Another option I was using for gathering my data for statement/question
classification was to scrape answers.com http://www.answers.com/Q/FAQ/4571


- Carin


On Fri, Oct 16, 2015 at 1:00 PM, Carin Meier <[email protected]> wrote:

> There is a NPS Chat Corpus that already has tagged POS word tokens and
> classifications that could be used as part of test set
>
> http://faculty.nps.edu/cmartell/NPSChat.htm
>
> - Carin
>
> On Fri, Oct 16, 2015 at 12:50 PM, Matthew Taylor <[email protected]> wrote:
>
>> We don't have to use the fingerprints. Another way is to simply encode
>> the part of speech (POS) for each word. I'm sure that statements and
>> questions have different temporal POS patterns that should be recognizable.
>>
>>
>> ---------
>> Matt Taylor
>> OS Community Flag-Bearer
>> Numenta
>>
>> On Fri, Oct 16, 2015 at 9:10 AM, Richard Crowder <[email protected]>
>> wrote:
>>
>>> My 2 cent's - This sounds similar to DeepQA, that helped IBM Watson win
>>> Jeopardy?
>>> http://researcher.watson.ibm.com/researcher/view_group.php?id=2099
>>>
>>> On Fri, Oct 16, 2015 at 4:39 PM, cogmission (David Ray) <
>>> [email protected]> wrote:
>>>
>>>> Awesome Idea! I for one am in!
>>>>
>>>> I think there are some questions that arise concerning capability and
>>>> approach?
>>>>
>>>> My main question is:
>>>>
>>>> Considering that training a Cortical.io Fingerprint will organize SDRs
>>>> according to subject applicability, I'm not sure whether it will
>>>> differentiate according to degree of interrogative-ness? I have the same
>>>> question as to the HTM; whether predictions and anomalies can differentiate
>>>> according to degree of interrogative-ness...

___

→ **Tasks to complete**
1) In the email thread, rewrite the passage starting at "On Fri, Oct 16, 2015 at 1:00" and ending at "should be recognizable.", changing "fingerprints" to "embeddings".
2) According to the email thread, which corpus already has tagged POS word tokens and classifications that could form part of a test set?
3) Resume the email thread about statement and question classification, picking up after its final sentence.

→ **Point labeling dataset excerpts**
___

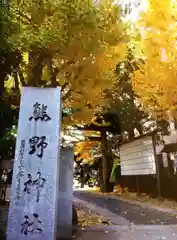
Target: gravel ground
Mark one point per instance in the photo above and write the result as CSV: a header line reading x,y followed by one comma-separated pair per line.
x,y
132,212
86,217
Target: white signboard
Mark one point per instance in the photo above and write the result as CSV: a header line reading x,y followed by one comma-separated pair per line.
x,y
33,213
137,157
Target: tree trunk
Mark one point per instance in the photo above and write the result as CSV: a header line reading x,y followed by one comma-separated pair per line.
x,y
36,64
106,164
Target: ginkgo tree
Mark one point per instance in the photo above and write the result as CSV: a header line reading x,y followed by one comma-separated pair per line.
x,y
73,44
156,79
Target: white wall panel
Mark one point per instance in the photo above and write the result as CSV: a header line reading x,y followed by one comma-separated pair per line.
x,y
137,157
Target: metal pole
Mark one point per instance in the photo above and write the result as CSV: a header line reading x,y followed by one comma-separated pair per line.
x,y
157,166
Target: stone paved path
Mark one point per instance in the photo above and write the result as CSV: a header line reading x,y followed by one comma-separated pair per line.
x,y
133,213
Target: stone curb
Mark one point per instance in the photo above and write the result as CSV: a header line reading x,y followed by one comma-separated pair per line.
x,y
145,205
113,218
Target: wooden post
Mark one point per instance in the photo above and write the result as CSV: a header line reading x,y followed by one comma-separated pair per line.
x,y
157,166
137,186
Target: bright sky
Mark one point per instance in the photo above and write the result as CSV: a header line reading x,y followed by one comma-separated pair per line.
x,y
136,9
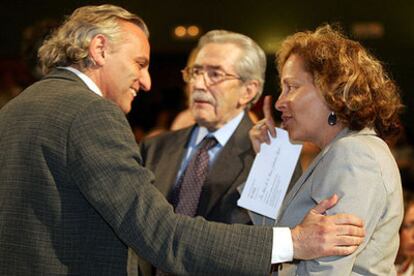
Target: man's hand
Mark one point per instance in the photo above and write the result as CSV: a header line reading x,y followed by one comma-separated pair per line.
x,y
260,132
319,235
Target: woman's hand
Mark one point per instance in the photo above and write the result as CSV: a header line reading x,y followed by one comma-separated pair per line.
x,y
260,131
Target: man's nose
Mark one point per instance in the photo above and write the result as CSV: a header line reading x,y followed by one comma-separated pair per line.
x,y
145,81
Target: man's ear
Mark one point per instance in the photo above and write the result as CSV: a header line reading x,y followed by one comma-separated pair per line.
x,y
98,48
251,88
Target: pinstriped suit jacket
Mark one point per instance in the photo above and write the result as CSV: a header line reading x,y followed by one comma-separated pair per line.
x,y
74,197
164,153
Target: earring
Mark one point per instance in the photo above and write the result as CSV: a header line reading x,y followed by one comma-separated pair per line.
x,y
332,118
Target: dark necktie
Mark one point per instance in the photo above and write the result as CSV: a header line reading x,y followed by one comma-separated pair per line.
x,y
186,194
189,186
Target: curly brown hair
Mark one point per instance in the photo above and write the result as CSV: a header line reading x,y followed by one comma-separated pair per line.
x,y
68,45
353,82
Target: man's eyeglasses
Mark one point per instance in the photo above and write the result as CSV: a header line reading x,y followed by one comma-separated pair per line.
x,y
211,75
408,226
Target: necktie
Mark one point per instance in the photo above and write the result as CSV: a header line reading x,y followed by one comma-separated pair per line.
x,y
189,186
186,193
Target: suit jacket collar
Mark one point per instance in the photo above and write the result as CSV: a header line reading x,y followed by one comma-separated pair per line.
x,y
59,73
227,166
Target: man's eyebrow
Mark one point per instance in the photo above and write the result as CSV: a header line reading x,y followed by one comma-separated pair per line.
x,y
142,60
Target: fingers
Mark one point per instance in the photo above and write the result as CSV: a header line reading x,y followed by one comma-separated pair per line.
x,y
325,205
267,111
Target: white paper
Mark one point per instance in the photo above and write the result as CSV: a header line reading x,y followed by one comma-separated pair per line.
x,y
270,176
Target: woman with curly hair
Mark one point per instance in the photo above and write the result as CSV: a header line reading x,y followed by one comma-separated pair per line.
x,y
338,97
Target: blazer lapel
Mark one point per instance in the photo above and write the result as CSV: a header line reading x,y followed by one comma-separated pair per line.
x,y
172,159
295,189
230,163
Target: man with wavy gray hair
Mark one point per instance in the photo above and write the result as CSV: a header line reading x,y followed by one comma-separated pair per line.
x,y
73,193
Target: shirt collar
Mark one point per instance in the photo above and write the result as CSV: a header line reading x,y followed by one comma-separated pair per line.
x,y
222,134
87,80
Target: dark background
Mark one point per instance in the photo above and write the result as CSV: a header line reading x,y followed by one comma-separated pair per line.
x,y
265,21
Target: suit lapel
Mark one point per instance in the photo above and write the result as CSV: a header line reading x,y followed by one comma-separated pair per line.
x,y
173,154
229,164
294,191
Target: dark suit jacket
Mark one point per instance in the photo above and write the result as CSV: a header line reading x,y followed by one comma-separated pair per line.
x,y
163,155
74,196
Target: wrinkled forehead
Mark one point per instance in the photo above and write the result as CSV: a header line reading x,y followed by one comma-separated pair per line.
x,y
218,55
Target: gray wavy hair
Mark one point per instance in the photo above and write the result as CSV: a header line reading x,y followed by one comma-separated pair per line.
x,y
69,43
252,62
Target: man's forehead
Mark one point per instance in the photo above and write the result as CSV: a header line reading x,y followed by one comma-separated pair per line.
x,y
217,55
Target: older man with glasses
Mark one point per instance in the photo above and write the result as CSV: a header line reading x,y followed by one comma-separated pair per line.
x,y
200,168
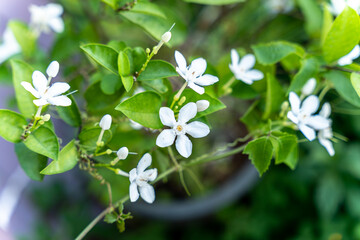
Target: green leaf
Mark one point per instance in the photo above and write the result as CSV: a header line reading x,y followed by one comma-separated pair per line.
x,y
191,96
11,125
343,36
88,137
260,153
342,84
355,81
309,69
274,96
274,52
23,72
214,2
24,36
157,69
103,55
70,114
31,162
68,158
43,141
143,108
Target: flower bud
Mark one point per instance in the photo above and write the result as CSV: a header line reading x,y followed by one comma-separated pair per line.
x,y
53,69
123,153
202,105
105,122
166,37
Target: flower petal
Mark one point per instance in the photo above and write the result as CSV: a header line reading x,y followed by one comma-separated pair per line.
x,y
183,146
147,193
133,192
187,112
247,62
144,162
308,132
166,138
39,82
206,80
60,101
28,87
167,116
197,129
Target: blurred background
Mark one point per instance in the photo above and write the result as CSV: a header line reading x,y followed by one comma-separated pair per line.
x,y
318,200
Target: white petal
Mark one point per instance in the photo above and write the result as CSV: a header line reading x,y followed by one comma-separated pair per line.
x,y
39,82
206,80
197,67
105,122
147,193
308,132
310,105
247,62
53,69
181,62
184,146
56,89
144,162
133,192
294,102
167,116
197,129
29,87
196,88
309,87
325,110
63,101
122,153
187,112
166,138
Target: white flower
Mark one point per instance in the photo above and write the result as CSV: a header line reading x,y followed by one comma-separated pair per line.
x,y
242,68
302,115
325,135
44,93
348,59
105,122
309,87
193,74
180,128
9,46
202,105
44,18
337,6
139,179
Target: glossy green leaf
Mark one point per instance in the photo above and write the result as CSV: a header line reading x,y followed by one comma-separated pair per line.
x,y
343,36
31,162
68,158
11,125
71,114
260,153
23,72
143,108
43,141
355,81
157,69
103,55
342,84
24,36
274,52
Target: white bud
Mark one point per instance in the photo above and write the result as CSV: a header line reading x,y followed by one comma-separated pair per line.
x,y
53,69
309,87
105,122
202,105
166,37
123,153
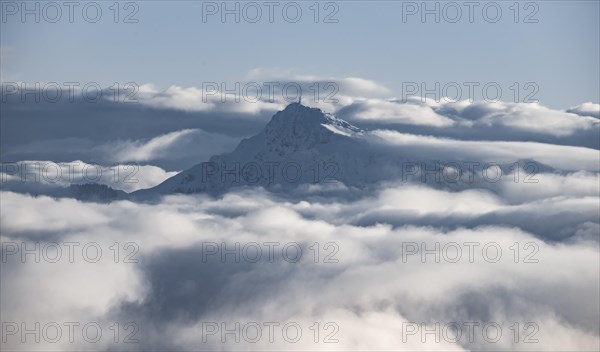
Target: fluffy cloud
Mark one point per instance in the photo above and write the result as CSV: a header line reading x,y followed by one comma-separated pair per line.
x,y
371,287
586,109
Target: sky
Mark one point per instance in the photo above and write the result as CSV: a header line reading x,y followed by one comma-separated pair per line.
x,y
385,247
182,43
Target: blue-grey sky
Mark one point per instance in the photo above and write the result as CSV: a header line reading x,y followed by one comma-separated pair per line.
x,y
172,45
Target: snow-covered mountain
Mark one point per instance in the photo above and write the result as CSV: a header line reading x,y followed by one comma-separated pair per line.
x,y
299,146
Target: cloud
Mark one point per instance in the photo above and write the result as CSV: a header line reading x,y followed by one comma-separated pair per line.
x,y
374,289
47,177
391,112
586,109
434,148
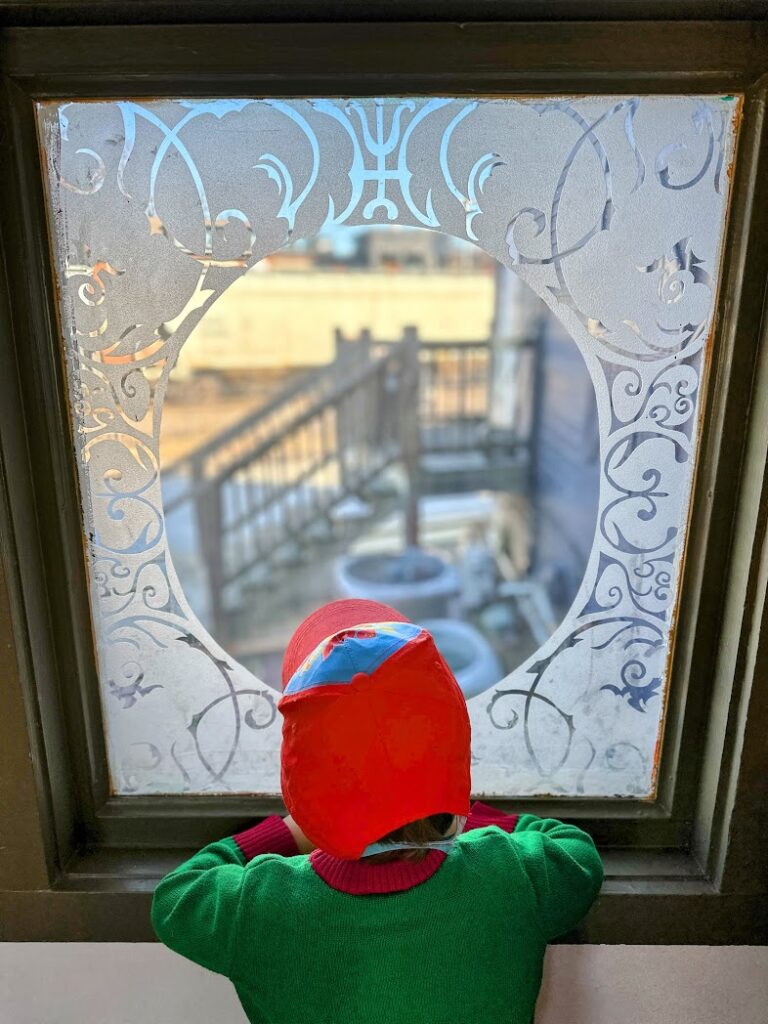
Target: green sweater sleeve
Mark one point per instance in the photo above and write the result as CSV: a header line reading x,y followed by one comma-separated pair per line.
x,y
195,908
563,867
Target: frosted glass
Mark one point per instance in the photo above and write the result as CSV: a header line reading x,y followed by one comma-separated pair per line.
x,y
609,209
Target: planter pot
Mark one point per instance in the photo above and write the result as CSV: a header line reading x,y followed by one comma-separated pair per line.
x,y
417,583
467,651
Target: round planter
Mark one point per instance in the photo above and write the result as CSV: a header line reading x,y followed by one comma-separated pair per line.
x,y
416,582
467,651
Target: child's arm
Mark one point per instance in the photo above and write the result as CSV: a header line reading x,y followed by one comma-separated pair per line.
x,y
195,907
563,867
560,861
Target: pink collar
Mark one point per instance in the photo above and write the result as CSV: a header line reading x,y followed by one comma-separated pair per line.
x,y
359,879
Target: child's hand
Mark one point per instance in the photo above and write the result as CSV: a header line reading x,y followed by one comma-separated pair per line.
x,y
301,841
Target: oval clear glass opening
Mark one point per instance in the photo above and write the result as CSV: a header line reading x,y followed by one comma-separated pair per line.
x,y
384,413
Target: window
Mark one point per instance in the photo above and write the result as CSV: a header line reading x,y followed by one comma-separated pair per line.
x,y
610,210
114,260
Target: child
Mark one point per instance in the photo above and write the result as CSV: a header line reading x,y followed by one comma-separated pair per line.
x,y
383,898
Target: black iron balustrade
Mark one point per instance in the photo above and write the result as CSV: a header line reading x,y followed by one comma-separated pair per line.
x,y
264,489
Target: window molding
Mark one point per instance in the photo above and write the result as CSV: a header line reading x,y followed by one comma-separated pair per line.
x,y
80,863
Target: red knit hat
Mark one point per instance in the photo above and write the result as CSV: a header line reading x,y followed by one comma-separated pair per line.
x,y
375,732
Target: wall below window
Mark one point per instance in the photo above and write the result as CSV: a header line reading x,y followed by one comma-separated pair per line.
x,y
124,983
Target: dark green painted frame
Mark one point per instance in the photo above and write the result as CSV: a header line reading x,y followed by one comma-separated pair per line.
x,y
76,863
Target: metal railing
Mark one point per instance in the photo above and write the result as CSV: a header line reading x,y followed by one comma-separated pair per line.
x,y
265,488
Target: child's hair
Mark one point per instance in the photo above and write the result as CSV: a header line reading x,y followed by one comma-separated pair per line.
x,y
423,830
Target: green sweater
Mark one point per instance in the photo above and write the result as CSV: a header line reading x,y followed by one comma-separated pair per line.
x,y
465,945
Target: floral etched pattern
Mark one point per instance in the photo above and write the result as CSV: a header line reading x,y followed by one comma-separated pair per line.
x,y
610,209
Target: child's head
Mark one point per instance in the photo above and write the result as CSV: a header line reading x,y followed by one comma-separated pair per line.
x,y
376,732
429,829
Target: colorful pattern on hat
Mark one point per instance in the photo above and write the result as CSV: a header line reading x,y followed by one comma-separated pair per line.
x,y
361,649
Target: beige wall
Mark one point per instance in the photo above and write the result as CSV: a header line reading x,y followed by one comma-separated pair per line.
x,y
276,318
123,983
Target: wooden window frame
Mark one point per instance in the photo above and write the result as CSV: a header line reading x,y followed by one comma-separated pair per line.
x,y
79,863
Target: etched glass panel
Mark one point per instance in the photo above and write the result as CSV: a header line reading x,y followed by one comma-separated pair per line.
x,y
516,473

___

→ **Answers given**
1)
On Fri, Oct 16, 2015 at 1:00 PM, Carin Meier <[email protected]> wrote:

> There is a NPS Chat Corpus that already has tagged POS word tokens and
> classifications that could be used as part of test set
>
> http://faculty.nps.edu/cmartell/NPSChat.htm
>
> - Carin
>
> On Fri, Oct 16, 2015 at 12:50 PM, Matthew Taylor <[email protected]> wrote:
>
>> We don't have to use the embeddings. Another way is to simply encode
>> the part of speech (POS) for each word. I'm sure that statements and
>> questions have different temporal POS patterns that should be recognizable.

2) The NPS Chat Corpus.

3)
>>>>
>>>> So my immediate suggestion for a solution to the above is to do it in
>>>> the "Encoder". That is, to spatially aggregate inputs (sentences) according
>>>> to their Part-Of-Speach question word order... For example:
>>>>
>>>> 1. Sentences beginning with Is, Are, Why, How, Do, What, Where, Whether
>>>> etc. should be encoded closer to each other...
>>>> 2. Sentence fragments and clauses which accomplish the same as the
>>>> above, should have the same encoding nature.
>>>>
>>>> That's all I have for now...
>>>>
>>>> On Fri, Oct 16, 2015 at 10:23 AM, Matthew Taylor <[email protected]>
>>>> wrote:
>>>>
>>>>> Hello NuPIC,
>>>>>
>>>>> Here is a question for anyone interested in NLP, Cortical.IO's API,
>>>>> and phrase classification...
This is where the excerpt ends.